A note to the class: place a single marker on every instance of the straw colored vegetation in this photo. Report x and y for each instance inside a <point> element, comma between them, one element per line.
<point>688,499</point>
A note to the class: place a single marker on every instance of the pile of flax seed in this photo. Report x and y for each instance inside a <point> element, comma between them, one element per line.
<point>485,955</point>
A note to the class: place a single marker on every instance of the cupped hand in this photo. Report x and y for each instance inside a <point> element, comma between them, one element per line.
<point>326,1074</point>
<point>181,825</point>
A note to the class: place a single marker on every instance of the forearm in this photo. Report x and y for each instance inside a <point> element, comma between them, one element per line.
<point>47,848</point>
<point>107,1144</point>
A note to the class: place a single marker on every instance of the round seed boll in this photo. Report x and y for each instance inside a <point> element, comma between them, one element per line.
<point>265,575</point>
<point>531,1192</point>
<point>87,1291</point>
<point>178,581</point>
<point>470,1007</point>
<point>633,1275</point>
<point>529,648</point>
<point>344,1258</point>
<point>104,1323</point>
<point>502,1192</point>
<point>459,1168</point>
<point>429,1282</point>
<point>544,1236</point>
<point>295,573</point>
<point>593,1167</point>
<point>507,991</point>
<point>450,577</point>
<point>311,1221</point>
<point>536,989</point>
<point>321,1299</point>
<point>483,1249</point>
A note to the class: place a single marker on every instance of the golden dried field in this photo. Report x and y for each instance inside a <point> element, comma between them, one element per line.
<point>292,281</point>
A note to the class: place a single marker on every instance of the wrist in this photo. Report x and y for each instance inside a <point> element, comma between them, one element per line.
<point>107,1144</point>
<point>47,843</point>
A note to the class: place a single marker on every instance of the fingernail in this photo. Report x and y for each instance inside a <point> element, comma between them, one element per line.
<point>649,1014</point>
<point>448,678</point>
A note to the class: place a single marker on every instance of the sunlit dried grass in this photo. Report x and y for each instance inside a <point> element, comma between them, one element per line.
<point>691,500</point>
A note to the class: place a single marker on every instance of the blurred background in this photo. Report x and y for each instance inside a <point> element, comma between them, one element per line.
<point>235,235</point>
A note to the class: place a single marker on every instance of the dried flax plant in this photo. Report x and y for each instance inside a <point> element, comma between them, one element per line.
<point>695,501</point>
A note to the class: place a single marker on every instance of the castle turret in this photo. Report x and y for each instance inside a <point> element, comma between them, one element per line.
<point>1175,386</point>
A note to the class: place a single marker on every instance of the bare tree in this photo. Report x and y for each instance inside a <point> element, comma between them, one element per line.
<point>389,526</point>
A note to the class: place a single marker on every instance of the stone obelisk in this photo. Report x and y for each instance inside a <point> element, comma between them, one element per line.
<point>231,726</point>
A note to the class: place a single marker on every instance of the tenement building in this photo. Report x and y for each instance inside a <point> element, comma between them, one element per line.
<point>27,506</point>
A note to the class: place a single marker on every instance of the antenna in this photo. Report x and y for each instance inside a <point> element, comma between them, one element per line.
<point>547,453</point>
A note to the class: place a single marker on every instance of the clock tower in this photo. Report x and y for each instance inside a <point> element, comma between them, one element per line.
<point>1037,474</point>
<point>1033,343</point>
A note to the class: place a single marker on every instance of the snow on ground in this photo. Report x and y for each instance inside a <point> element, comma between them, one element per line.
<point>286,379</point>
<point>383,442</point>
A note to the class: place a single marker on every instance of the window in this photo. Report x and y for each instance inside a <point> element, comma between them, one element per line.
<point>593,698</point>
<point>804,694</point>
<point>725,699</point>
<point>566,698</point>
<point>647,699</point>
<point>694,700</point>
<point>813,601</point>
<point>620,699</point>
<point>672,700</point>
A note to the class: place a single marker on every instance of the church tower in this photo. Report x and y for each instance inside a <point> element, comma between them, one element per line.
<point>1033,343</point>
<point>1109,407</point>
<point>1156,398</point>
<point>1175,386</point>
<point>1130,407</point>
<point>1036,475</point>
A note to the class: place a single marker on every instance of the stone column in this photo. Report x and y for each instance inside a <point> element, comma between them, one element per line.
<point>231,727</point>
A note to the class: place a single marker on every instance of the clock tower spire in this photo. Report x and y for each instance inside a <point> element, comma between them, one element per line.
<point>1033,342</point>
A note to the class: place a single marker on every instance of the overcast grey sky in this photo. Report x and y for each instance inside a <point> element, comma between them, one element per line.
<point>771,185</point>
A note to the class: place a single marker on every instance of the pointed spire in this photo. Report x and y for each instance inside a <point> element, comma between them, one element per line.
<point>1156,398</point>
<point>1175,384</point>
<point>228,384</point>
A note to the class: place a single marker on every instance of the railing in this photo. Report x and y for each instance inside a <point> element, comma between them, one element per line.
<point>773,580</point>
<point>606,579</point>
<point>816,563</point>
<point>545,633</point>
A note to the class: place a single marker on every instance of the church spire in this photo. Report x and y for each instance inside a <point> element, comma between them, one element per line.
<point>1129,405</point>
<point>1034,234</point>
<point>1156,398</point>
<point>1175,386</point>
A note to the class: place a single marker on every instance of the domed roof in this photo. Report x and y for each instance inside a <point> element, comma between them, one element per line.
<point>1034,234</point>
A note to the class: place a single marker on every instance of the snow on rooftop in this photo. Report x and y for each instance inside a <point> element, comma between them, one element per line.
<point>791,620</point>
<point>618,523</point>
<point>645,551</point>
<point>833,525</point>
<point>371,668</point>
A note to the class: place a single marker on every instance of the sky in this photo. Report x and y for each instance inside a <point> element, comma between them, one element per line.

■ ■ ■ ■ ■

§ Work to be completed:
Every record above is to be transcribed exactly as written.

§ Expected answer:
A note to the class: place a single marker on every instance of the straw colored vegetation in this photo. Report x and y for each instance inside a <point> element, comma between them, one element per line.
<point>688,499</point>
A note to the class: place a single marker on every instance of the pile of flax seed in this photo. Report x and y for each instance inside a <point> element, comma between them, one element per line.
<point>485,955</point>
A note to the class: place a single marker on every instance of the cupped hand in this photo. Report x and y for each instance inside a <point> element, comma between them, one element per line.
<point>326,1074</point>
<point>181,825</point>
A note to the class: place a single marker on every instance of the forearm in this photo. Report x and y for each instance inside a <point> element, comma between them, one element per line.
<point>47,848</point>
<point>107,1144</point>
A note to the class: place a single marker on every instance of the round seed boll in this photo. Report x and y for each instance inside a <point> element, comma between them, one element per line.
<point>265,575</point>
<point>531,1192</point>
<point>87,1291</point>
<point>178,581</point>
<point>470,1007</point>
<point>633,1275</point>
<point>529,648</point>
<point>344,1258</point>
<point>104,1323</point>
<point>502,1192</point>
<point>459,1168</point>
<point>429,1282</point>
<point>544,1236</point>
<point>295,573</point>
<point>593,1167</point>
<point>507,991</point>
<point>450,577</point>
<point>311,1221</point>
<point>536,989</point>
<point>321,1299</point>
<point>483,1249</point>
A note to the class: place a single marker on every instance of the golden dried field in this photo. Report x and y for each instance inside a <point> element, comma between them, one element per line.
<point>292,281</point>
A note to the class: place a single marker on every instance of the wrist in this photo. Report x and y for each instance inside a <point> element, comma between them, one element per line.
<point>107,1144</point>
<point>47,843</point>
A note to the class: place a single marker on every instance of the fingernail in this photo. Report x and y for each instance inside a <point> element, comma between them, one element per line.
<point>649,1014</point>
<point>448,678</point>
A note to the class: place a single marker on every instance of the sunlit dried grass in this photo. Report x and y for each instance inside a <point> element, comma between them, one element per line.
<point>691,500</point>
A note to the class: place a single marker on every instance of the blurred background in this photo. Report x and y for each instance inside a <point> element, comma between them, one element per line.
<point>235,235</point>
A note to the class: place a single marker on every instance of the dried flax plant in this photo. Report x and y for each instance inside a <point> element, comma between them, one element per line.
<point>695,501</point>
A note to the class: place a single marker on every instance of the castle turret in this photo. Report x and y for each instance inside a <point> element, comma between them, one element per line.
<point>1175,386</point>
A note to the class: place a single marker on every instance of the bare tree in this photo. Report x and y for each instance inside a <point> element, comma between them, one element per line.
<point>389,526</point>
A note to the class: place a single marker on every instance of the stone obelisk in this photo. Report x and y for each instance inside a <point> element, comma between them, one element per line.
<point>231,726</point>
A note to the class: place a single marker on every instance of the tenement building in this photo. Report x and y for each instance inside a <point> element, comma between them, one element per line.
<point>27,506</point>
A note to the class: place a single marker on every instance of the antenna in this photo. Report x and y for each instance inside a <point> element, comma between them, one element per line.
<point>547,453</point>
A note to the class: place a single marker on every instance of the clock tower in this photo. Report x and y for each instance inside a <point> element, comma between them, one element per line.
<point>1037,474</point>
<point>1033,343</point>
A note to the class: place a single marker on every instance of the snow on ground in this photo. Report x and y for each instance inside a <point> element, comma between them, one element per line.
<point>286,379</point>
<point>383,442</point>
A note to the class: place a single marker on every instance of the window in this photo. Report x and y for each instance inside a <point> element, comma between them, one element per line.
<point>593,698</point>
<point>804,694</point>
<point>725,699</point>
<point>566,698</point>
<point>647,699</point>
<point>694,700</point>
<point>813,601</point>
<point>620,699</point>
<point>672,700</point>
A note to the class: place a single marker on every instance of the church tower in this photo. Report x and y for each instance inside a <point> element, comma between them, one element per line.
<point>1033,343</point>
<point>1109,407</point>
<point>1156,398</point>
<point>1175,386</point>
<point>1130,407</point>
<point>1036,475</point>
A note to the class: place a single marker on every instance of the stone column in this photo. Report x and y for each instance inside a <point> element, comma between them, one element per line.
<point>231,727</point>
A note to the class: place a single marker on every instance of the clock tower spire in this photo. Report x and y for each instance inside a <point> element, comma between them, one element per line.
<point>1033,342</point>
A note to the class: place a single marker on every instance of the overcast grey sky in this photo. Report x and y for each instance inside a <point> element, comma between them, one element per line.
<point>771,185</point>
A note to the class: place a single marker on every instance of the pointed spire in this photo. Report x and y for each instance inside a <point> element, comma between them, one element per line.
<point>1156,398</point>
<point>1175,384</point>
<point>228,384</point>
A note to the class: place a single marker on every instance of the railing in this photo. Report x and y for each instance inside a <point> element, comma between them, one element per line.
<point>773,580</point>
<point>606,579</point>
<point>816,563</point>
<point>545,633</point>
A note to the class: place a single marker on every instance of the church spire in this photo. Report x and y for each instance inside a <point> element, comma between them, one element per line.
<point>1129,405</point>
<point>1034,234</point>
<point>1156,398</point>
<point>1175,386</point>
A note to the class: place a single marker on every instance of the domed roof in this photo. Report x and y for each instance inside a <point> element, comma between them, one element per line.
<point>1034,234</point>
A note to the class: place a single marker on every instance of the snow on rooftop in this photo. Report x and y for each instance inside a <point> element, comma between them, one element per line.
<point>791,620</point>
<point>618,523</point>
<point>645,551</point>
<point>833,525</point>
<point>371,668</point>
A note to the class: place a single marker on every instance of the sky in this photo. Report x and y for each instance inside a <point> element, comma between them, one element per line.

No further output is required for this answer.